→ Dataset content
___

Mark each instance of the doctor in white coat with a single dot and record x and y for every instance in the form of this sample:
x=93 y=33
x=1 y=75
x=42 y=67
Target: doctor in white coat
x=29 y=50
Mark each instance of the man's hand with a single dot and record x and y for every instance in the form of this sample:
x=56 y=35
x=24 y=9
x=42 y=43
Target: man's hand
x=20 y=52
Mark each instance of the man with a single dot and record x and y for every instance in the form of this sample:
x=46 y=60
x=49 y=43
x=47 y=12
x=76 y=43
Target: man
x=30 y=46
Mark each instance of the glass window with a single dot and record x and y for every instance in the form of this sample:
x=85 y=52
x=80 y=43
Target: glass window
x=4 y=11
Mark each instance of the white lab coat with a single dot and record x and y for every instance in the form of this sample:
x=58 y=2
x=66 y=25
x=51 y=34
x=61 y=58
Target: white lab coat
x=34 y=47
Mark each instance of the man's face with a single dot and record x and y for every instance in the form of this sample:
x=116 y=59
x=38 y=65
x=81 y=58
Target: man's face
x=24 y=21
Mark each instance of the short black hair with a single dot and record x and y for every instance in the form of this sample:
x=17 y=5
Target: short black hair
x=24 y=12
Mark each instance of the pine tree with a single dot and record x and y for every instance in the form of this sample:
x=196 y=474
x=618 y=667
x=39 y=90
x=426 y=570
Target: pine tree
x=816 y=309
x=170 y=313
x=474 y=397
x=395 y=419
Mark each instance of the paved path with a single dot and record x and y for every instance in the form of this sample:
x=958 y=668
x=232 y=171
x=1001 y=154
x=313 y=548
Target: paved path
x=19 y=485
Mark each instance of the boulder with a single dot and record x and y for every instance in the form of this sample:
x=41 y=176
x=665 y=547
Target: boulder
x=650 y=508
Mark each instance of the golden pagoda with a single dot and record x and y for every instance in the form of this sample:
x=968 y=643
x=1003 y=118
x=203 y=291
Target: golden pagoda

___

→ Problem description
Recopy the whole listing exactly.

→ Exercise result
Mark each instance of the doctor in white coat with a single dot and record x and y for every instance in the form of this sample:
x=93 y=33
x=1 y=75
x=42 y=67
Target: doctor in white coat
x=29 y=50
Mark each instance of the man's hand with a single dot and record x and y for every instance in the form of this sample:
x=56 y=35
x=24 y=9
x=42 y=43
Target: man's hand
x=20 y=52
Mark each instance of the man with a single dot and record x and y for every instance in the form of this sample:
x=46 y=60
x=49 y=43
x=47 y=12
x=76 y=43
Target: man
x=30 y=46
Mark each instance of the glass window with a single dot and record x and y for every instance in the form of this sample:
x=85 y=52
x=80 y=43
Target: glass window
x=4 y=11
Mark each instance of the white lab coat with a single dot and record x and y for every instance in the form of this sample:
x=58 y=2
x=66 y=25
x=51 y=34
x=61 y=58
Target: white lab coat
x=34 y=47
Mark each instance of the man's face with a single dot and record x and y for every instance in the form of this sample:
x=116 y=59
x=38 y=65
x=81 y=58
Target: man's face
x=24 y=21
Mark each instance of the short black hair with a single dot and record x and y for every instance in the form of this sample:
x=17 y=5
Target: short black hair
x=24 y=12
Mark each instance of the pine tree with a single dot and record x and y for every instance in the form of this sample:
x=196 y=474
x=618 y=667
x=39 y=90
x=426 y=570
Target: pine tree
x=816 y=309
x=170 y=313
x=474 y=397
x=395 y=419
Mark each instance of the paved path with a single dot and record x and y for every instance in the form of this sample:
x=958 y=668
x=232 y=171
x=1001 y=154
x=313 y=548
Target: paved path
x=19 y=485
Mark each instance of the boulder with a single dot and record x and y for every instance in the form of this sample:
x=41 y=176
x=665 y=547
Target: boulder
x=650 y=508
Mark each instance of the golden pagoda with a single dot and record x and y for every instance in the form of this sample:
x=968 y=643
x=1003 y=118
x=203 y=291
Target: golden pagoda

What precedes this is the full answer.